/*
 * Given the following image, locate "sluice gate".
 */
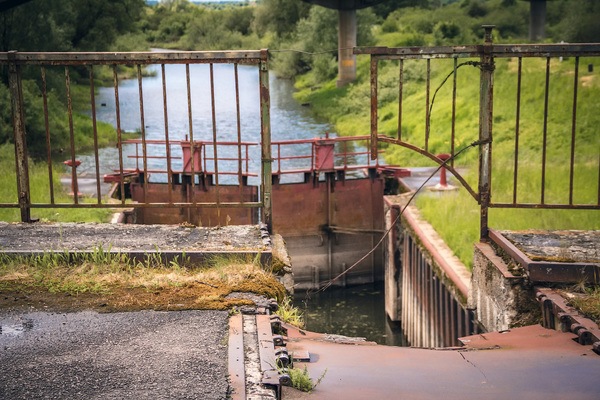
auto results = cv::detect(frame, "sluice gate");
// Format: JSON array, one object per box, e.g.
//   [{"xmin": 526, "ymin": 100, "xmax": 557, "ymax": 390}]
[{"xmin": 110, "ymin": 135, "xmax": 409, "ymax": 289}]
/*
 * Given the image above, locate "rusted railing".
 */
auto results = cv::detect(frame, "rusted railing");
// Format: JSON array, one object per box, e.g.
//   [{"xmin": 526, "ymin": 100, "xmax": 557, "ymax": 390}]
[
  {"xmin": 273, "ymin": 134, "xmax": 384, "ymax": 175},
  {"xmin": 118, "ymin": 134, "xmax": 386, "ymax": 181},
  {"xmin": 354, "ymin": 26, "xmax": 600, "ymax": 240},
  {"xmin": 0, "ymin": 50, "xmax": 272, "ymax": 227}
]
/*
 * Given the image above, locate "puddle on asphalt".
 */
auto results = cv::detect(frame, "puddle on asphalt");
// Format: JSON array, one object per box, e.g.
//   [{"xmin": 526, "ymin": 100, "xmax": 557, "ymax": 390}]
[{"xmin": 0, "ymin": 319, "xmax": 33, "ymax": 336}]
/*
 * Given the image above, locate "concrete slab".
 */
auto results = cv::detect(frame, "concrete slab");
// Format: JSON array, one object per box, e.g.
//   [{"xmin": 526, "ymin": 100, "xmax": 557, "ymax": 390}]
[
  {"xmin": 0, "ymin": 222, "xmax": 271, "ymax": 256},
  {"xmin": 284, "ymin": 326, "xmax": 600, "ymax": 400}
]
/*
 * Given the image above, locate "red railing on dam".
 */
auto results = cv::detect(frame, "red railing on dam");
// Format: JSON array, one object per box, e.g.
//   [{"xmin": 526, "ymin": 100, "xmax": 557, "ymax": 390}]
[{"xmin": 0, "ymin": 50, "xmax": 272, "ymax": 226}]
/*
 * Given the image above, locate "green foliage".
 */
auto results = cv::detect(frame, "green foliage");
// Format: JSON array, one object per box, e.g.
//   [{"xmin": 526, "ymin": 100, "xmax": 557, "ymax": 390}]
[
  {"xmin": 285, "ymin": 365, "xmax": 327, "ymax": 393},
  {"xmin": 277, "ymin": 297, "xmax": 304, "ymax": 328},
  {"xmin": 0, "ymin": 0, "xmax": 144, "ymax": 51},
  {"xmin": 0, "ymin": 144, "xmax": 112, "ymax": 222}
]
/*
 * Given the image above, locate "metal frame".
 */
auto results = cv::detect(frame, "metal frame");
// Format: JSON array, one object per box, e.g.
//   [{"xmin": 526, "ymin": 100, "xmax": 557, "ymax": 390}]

------------------------------------------------------------------------

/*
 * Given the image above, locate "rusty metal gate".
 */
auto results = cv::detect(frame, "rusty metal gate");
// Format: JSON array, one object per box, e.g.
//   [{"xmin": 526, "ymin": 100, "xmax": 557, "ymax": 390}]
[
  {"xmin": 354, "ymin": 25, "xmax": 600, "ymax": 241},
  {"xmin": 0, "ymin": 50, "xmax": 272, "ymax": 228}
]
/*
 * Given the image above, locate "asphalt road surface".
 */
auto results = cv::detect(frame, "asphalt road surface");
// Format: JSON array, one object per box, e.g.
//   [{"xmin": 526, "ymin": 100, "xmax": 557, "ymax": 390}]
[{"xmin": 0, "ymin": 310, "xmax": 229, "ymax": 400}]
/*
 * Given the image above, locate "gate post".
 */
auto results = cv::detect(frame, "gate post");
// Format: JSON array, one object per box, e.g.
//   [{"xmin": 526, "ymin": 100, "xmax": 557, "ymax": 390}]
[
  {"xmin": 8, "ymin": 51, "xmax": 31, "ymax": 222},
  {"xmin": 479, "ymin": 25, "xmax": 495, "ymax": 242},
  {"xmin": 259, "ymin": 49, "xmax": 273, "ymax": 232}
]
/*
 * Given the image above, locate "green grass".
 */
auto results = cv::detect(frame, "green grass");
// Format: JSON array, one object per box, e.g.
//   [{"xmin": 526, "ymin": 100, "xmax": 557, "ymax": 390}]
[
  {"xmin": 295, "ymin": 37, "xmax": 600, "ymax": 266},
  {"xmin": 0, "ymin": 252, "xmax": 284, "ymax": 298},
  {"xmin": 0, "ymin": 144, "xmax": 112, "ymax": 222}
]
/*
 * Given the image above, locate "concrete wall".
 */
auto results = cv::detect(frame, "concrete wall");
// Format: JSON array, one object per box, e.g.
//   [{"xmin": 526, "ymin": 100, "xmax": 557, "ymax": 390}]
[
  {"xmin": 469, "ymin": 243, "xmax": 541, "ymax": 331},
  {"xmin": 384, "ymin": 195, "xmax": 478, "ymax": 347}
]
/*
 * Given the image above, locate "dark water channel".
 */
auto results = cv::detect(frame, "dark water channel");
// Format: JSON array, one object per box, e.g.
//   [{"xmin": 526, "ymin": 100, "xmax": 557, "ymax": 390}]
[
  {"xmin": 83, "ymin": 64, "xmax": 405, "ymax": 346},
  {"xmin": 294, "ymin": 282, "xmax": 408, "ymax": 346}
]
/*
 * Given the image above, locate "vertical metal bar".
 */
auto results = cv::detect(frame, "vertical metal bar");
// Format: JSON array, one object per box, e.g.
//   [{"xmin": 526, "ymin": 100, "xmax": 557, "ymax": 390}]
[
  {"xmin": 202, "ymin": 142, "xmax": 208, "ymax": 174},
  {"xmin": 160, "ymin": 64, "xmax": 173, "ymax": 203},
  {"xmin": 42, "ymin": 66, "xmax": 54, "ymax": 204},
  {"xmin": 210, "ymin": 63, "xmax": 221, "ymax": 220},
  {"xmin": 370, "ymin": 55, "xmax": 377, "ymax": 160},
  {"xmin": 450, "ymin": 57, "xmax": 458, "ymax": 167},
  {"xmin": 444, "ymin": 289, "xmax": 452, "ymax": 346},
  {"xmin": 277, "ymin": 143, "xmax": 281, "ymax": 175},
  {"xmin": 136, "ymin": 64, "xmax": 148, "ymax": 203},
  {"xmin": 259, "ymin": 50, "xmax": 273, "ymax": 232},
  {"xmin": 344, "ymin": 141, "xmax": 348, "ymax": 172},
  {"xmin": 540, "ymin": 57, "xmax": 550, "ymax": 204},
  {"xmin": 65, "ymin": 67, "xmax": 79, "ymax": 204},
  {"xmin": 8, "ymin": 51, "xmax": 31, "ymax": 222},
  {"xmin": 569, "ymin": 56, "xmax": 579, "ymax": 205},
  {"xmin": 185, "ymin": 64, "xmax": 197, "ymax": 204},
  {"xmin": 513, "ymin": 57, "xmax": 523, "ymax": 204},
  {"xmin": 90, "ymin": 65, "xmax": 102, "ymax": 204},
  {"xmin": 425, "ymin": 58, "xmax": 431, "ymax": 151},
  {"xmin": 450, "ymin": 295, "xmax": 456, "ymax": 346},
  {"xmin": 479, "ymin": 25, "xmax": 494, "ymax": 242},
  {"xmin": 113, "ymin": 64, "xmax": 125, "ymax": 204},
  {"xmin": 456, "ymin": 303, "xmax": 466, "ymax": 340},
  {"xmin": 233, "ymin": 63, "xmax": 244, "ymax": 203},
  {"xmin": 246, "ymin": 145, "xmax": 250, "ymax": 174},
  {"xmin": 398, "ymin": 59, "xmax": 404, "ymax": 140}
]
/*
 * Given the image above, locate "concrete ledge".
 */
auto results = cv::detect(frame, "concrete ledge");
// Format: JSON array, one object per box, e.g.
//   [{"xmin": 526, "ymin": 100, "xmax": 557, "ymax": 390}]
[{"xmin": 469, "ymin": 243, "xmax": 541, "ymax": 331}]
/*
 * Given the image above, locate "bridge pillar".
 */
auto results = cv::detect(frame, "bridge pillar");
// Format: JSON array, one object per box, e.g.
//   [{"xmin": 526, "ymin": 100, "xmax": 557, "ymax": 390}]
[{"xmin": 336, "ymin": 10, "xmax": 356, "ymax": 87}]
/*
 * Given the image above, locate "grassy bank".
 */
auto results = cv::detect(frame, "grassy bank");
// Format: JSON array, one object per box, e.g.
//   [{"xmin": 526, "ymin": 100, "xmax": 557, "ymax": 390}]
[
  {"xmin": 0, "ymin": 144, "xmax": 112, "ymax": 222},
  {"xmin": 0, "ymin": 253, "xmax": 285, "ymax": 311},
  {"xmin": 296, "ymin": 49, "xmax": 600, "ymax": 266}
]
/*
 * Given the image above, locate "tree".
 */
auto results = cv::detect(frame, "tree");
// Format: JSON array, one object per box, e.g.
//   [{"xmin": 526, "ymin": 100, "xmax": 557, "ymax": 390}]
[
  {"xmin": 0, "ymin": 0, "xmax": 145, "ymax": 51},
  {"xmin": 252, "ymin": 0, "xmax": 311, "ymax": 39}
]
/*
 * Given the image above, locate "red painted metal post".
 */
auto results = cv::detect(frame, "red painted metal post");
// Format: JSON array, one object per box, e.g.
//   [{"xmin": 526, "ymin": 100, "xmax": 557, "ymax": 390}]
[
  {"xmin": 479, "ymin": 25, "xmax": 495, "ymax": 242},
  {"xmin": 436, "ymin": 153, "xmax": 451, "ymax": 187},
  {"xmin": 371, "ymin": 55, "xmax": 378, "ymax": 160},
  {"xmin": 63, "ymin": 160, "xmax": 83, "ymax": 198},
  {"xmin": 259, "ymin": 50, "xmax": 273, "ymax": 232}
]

------------------------------------------------------------------------

### TASK GOAL:
Collect every line of the data above that contains the word "dark", and copy each one. Uppercase and lowercase count as different.

### WRITTEN RESPONSE:
 * Given the image above, locate "dark water channel".
auto results = cv::detect(frame, "dark water channel");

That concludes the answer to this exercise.